Search the entries for the word "wooden". Copy every line where it turns up.

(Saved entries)
###
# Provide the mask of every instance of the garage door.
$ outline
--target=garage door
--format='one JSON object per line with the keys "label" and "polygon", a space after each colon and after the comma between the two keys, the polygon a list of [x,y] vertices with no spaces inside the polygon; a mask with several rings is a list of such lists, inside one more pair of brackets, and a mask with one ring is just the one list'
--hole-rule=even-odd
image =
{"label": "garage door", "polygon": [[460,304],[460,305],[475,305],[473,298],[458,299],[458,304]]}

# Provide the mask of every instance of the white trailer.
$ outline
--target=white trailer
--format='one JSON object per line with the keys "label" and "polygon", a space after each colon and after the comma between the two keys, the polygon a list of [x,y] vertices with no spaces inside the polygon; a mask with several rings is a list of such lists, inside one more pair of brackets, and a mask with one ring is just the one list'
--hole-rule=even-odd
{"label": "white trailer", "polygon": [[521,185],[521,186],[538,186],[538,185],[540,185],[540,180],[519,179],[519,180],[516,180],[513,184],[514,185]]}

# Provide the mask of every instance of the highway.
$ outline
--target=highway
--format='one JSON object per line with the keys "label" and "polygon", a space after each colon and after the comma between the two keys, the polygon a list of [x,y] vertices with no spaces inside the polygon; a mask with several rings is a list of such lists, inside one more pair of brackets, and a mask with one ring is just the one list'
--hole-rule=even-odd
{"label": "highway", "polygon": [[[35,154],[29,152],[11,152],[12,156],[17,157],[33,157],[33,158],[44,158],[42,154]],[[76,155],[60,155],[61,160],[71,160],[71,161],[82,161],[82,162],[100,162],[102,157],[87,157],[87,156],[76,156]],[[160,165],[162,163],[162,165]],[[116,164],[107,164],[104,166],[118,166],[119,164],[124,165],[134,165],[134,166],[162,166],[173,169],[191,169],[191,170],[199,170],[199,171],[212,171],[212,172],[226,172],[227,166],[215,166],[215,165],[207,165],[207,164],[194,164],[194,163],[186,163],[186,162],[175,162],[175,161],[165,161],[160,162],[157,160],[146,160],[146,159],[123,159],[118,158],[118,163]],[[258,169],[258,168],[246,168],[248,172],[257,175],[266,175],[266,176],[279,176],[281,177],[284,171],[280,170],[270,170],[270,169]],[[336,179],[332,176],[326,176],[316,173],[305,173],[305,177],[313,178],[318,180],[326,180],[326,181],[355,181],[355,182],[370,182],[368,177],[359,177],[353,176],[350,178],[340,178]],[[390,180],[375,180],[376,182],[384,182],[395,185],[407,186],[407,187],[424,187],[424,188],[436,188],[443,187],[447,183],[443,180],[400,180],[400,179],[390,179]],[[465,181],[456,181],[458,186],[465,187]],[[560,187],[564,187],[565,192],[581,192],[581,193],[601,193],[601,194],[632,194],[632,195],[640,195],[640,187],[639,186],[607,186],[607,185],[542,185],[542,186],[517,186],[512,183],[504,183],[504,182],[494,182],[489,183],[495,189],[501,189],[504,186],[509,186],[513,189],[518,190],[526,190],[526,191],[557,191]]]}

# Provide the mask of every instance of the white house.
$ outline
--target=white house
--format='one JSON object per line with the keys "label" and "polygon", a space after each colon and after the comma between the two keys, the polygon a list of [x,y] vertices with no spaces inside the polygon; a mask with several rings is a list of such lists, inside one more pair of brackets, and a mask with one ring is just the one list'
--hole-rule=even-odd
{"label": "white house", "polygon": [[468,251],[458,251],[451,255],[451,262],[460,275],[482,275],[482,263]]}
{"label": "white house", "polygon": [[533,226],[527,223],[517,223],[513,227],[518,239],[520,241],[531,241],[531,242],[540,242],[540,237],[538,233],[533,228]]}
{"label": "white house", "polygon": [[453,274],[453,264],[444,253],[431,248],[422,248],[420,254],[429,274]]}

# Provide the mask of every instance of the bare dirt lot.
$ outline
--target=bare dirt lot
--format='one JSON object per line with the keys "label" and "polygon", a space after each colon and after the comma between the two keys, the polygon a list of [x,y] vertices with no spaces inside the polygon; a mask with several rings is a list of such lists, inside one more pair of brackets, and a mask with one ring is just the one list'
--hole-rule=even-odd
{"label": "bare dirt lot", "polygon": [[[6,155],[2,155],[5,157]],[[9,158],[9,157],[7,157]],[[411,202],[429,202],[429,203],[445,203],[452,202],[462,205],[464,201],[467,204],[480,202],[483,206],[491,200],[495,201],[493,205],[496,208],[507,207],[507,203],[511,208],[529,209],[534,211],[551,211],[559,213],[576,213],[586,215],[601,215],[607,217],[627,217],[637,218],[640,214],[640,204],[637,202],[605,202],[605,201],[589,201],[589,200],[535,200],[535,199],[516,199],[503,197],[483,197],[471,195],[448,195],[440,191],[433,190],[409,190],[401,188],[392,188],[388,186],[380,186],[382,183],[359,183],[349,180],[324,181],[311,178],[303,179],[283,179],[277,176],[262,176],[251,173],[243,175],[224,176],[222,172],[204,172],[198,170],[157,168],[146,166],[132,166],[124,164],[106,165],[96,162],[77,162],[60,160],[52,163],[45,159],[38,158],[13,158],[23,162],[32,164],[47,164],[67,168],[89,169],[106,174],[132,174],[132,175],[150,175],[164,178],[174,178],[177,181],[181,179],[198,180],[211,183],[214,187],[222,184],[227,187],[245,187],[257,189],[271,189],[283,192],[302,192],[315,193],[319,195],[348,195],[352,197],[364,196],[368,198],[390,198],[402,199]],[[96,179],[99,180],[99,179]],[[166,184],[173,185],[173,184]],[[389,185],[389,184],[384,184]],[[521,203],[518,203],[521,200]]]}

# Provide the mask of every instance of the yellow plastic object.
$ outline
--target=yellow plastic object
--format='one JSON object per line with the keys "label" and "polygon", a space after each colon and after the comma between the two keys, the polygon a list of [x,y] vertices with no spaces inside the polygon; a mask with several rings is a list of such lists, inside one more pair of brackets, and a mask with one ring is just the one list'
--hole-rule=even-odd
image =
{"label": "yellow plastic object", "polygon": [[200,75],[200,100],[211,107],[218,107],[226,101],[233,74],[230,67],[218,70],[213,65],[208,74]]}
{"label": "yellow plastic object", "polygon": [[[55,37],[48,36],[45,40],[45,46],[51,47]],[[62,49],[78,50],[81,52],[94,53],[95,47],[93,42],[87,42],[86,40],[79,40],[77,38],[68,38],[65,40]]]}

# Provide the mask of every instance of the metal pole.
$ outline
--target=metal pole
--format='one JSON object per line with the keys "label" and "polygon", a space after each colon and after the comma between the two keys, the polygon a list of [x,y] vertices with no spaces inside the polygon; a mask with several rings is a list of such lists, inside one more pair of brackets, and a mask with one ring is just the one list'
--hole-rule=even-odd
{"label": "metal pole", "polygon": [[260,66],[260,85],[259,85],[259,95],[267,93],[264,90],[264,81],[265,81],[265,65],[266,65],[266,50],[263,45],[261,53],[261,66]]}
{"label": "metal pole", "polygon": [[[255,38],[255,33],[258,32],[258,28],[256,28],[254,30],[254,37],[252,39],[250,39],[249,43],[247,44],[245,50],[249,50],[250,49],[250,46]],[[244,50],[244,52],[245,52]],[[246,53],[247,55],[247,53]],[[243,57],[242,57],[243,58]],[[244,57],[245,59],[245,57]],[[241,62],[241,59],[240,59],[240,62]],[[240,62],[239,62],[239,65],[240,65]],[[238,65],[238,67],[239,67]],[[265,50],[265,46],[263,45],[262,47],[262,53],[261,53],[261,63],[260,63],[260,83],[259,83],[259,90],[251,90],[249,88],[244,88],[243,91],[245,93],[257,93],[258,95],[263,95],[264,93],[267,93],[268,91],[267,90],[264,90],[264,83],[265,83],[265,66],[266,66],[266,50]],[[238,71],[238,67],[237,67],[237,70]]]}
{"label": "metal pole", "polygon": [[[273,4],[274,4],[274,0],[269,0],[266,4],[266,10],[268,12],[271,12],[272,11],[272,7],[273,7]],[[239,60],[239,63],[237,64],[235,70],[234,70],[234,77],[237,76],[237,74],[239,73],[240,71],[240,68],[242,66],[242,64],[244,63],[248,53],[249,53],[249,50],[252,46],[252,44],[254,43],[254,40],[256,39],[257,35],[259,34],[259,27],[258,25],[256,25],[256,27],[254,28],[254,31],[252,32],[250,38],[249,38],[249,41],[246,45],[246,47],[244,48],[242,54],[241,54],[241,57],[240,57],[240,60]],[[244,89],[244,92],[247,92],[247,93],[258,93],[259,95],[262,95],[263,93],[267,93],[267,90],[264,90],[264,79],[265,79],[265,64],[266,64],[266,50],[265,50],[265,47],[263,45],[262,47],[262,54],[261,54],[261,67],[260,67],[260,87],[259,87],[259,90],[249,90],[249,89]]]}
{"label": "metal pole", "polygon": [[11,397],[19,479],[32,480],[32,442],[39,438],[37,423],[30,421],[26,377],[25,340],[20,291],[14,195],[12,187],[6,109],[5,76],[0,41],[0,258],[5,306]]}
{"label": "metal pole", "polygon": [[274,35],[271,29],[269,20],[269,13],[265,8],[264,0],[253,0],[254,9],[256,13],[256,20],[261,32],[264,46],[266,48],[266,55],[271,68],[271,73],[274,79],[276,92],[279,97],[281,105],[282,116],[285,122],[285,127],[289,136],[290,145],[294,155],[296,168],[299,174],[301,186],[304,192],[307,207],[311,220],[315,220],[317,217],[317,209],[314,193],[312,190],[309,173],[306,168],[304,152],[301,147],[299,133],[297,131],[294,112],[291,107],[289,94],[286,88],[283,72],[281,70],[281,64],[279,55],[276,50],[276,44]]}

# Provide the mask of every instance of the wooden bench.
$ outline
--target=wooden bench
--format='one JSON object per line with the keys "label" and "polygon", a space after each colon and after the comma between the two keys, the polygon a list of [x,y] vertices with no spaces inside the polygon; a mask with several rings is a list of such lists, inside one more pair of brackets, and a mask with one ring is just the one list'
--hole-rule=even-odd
###
• [RESULT FOR THIS TASK]
# Provide the mask of every instance of the wooden bench.
--target=wooden bench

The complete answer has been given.